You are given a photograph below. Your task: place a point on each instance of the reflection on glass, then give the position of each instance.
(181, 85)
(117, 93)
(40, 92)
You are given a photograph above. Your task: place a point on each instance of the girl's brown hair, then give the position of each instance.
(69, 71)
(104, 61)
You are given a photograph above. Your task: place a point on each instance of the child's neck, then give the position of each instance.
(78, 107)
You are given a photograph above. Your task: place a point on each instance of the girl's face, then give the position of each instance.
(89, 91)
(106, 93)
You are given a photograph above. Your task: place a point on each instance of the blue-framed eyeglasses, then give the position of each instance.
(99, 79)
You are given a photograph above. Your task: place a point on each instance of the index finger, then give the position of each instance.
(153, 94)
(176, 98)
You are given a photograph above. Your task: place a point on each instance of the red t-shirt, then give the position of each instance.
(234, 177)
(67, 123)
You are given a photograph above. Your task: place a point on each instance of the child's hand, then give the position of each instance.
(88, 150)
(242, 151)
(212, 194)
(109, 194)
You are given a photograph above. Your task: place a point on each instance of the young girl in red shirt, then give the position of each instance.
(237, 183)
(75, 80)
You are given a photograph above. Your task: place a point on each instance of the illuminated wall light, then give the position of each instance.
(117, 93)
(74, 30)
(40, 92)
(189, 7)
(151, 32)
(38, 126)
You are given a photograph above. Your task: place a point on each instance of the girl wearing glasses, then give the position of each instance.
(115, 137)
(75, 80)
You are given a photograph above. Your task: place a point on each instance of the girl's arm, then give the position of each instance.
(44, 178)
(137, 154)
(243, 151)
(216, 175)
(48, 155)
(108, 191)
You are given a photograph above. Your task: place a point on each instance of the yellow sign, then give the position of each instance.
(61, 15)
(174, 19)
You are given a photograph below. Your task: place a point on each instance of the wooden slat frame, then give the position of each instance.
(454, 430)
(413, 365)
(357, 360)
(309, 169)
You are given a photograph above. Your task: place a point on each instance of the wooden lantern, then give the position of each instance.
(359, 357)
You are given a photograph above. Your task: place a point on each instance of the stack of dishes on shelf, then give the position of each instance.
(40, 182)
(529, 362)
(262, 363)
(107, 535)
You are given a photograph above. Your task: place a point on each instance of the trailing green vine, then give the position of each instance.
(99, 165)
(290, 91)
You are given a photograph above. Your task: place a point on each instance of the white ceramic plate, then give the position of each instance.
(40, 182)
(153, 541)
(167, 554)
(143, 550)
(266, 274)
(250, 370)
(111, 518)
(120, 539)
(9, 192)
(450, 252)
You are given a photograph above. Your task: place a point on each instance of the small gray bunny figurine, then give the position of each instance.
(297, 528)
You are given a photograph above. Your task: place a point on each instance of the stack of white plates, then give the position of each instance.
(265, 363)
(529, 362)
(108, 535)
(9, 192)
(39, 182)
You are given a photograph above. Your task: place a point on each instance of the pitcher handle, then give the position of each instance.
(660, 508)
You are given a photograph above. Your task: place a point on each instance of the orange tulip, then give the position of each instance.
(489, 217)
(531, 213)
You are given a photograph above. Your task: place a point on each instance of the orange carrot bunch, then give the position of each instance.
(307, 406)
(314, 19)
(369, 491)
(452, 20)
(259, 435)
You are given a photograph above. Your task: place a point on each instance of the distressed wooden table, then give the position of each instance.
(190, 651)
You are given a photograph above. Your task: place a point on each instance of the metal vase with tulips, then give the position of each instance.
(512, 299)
• • •
→ **Given exercise**: Starting at the line that contains "shelf, then give the position of each instance.", retype each line through the end of the listing above and nothing else.

→ **The answer**:
You are given a photograph above. Your task: place a point on each instance of the stack of dishes on shelf, then give the position of each instance.
(40, 182)
(529, 362)
(262, 363)
(107, 535)
You are given a photograph above. Your task: place a point on each instance of the trailing green vine, then give the position of each instance.
(99, 165)
(290, 91)
You are given a photograph above. Your task: place a point on each instance of the white ceramic plate, then give the position of each instance.
(40, 182)
(153, 541)
(167, 554)
(143, 550)
(266, 274)
(250, 370)
(111, 518)
(120, 539)
(9, 192)
(450, 252)
You are given a photograph above. Your task: place a point on each instance of the small gray bunny figurine, then give the position of each instance.
(297, 528)
You are given a photograph above. Your task: place a point on each instance of the stack of white plates, then give the position of each instance.
(265, 363)
(529, 362)
(108, 535)
(9, 192)
(39, 182)
You are given a photograph above. Your task: place a point on each instance of the pitcher handle, then give the position of each instance.
(660, 508)
You are given a photograph above. Your task: place a point on each instance of the orange tulip, then give the position of each instance.
(489, 217)
(531, 213)
You are given a photograph above. Your task: place a point on each instance of the orange carrot bunch, then give the position of each instance.
(307, 406)
(314, 19)
(369, 491)
(452, 20)
(259, 435)
You are given a photograph above. Your task: place a point on each instance of the distressed wooden table, then give the position of each instance.
(190, 651)
You are given a photograph above. Your task: place a point on each instance of the metal vase with tulips, then give the position of each instance.
(512, 299)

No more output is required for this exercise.